What is required
The answer must restate every entry exactly as it appears.
== Information shown
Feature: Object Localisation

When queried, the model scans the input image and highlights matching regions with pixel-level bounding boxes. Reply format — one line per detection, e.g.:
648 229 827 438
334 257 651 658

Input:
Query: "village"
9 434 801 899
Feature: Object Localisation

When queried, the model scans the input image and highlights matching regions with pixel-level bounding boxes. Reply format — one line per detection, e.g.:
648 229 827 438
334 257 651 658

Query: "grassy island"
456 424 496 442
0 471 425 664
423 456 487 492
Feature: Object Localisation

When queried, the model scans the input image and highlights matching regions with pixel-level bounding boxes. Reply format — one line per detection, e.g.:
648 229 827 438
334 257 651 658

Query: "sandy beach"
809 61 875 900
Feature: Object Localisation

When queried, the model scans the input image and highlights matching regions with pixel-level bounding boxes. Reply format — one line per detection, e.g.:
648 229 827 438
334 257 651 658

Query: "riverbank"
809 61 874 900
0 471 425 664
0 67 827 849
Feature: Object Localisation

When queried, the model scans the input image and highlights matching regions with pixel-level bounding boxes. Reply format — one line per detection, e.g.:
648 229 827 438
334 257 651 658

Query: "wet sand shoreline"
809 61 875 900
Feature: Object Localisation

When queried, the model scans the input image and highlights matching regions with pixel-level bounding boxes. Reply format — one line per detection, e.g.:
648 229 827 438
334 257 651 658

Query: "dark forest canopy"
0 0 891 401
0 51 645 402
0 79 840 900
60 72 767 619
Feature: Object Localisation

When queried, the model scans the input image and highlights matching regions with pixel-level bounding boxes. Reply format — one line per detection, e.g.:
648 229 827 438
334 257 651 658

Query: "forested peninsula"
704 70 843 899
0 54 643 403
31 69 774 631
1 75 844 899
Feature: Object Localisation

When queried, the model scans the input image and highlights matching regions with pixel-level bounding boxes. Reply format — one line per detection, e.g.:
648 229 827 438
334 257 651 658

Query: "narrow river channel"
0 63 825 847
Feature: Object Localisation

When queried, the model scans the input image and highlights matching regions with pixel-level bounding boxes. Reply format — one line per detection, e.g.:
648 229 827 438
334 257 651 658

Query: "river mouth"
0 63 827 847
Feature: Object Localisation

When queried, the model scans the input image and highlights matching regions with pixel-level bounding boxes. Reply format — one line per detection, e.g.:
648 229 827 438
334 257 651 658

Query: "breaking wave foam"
====
Solution
Feature: Object Localisation

When queried, the model scans the input image and highlights matching regions with pixel-level bounding boxes. Reply format — one line per detection, e.g.:
648 229 827 438
334 257 651 658

Input:
Query: "village"
9 434 801 899
Feature: Object Localisation

When queried, the model scans the input image and highlights matching regions with pixel-level bounding boxes. Reply format — one line per detection, e.g.:
648 229 827 438
334 257 651 658

Query: "grassy island"
456 424 496 442
0 471 425 664
423 456 487 492
Feature: Object Localisation

When queried, the model scans the input image and highlights matching regions with pixel-level bounding boxes. Reply format — one line per detection, e.g.:
648 229 827 438
334 257 651 658

Query: "sandy beach"
809 61 875 900
Feature: Object Localisation

When queried, the model scans the input image and highlights matching regions with pixel-level bounding boxes. Reply format — one line per detection, e.g.:
648 229 827 438
334 257 651 658

Query: "riverbank"
809 61 874 900
0 471 425 664
0 67 827 849
Feature: Object Localisation

When queried, the model scans the input image and highlights matching regions with pixel-level bounding boxes. Reply format — one line per detection, e.g.:
648 229 827 438
334 257 651 658

Query: "wet sand shoreline"
809 61 875 900
Feature: Object Localisation

When queried, the model scans the input image and highlights matching regions with pixel-level bounding boxes. Reply format — one line per detection, e.g.:
648 229 827 438
334 257 651 658

Query: "dark forest canopy"
0 0 891 401
0 51 645 402
0 79 840 900
60 72 767 619
Feature: Object Localisation

When queried, the model scans the input image and highlights matching regions with pixel-level bounding boxes. Reply format — one line per detection, e.g.:
648 229 827 438
334 257 651 658

Query: "forested peninsula"
704 70 843 899
0 54 643 403
31 69 774 631
1 75 844 899
Feature: Object Localisation

When queried, the model scans the input image and highlights matching regions with pixel-level bounding boxes. Reply format — one line per detection, e.g.:
648 229 827 438
334 257 651 658

Query: "narrow river channel"
0 63 825 847
Feature: Object Localisation

When queried, the model scans the input image and highlights matching regions with pixel-level bounding boxes. Reply format — one line per detection, e.g.:
648 229 827 438
334 257 651 658

Query: "river mouth"
0 63 827 847
Feature: Object Localisation

When queried, the model scans the input image and highlights matching regions with pixel-level bounding boxes. Reply format — one line per detection, e.g.:
648 229 827 438
334 257 651 658

Query: "breaking wave foam"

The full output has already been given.